Duplicate the part of the year's top stories text starting with "The seventh annual" and going on through "to the sky.", word for word.

* [Text shown]
=====

(Jan. 2, 2015) From an air show to runs, walks and a swim benefiting organizations, here are some of the year’s top stories:
• OC Air Show:
With Father’s Day, Flag Day and beautiful weather, Ocean City Air Show pilots took flight along the Boardwalk and beach, June 14-15.
“The weather was absolutely perfect and the performances were fantastic,” said Cathy Bassett, press officer for the show.
“The beach was packed and the Boardwalk was packed. You could hear people ‘oohing’ and ‘ahhing’ for blocks,” said Jessica Waters, communications manager for the Town of Ocean City.
The seventh annual Air Show featured high-flying routines by the U.S. Navy Seals Leap Frogs, U.S. Marine Corps AV-8B Harrier, GEICO Skytypers and Red Bull Air Force, Gary Ward in the MX-2 and Greg Connell in the Pitts Model 12, among others. But the highlight for many was when the U.S. Air Force Thunderbirds took to the sky.

=====

* [Data segment]
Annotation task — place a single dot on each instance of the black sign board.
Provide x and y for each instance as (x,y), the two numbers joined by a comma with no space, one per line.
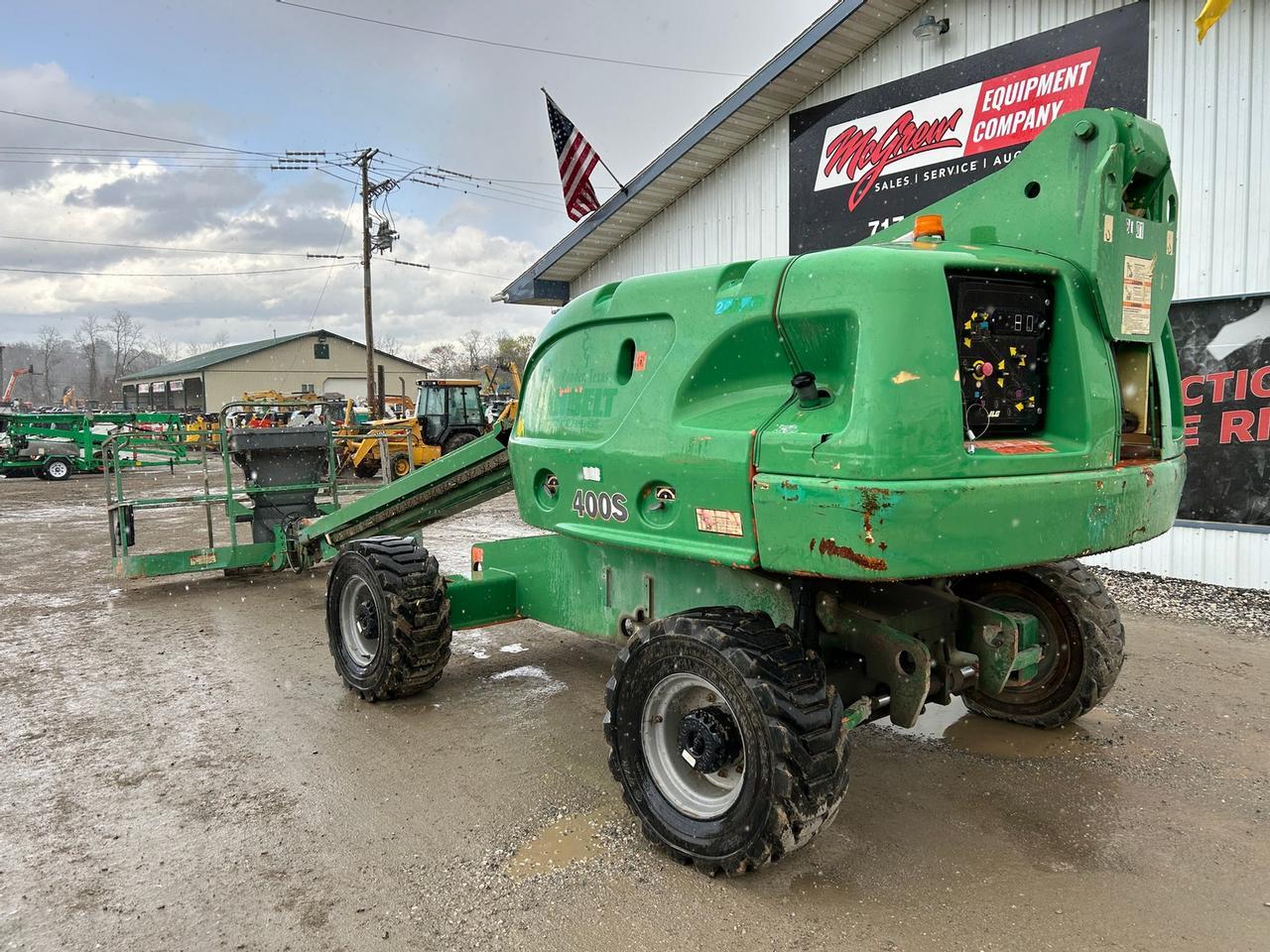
(1223,348)
(862,163)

=====

* [Expected answer]
The seventh annual Air Show featured high-flying routines by the U.S. Navy Seals Leap Frogs, U.S. Marine Corps AV-8B Harrier, GEICO Skytypers and Red Bull Air Force, Gary Ward in the MX-2 and Greg Connell in the Pitts Model 12, among others. But the highlight for many was when the U.S. Air Force Thunderbirds took to the sky.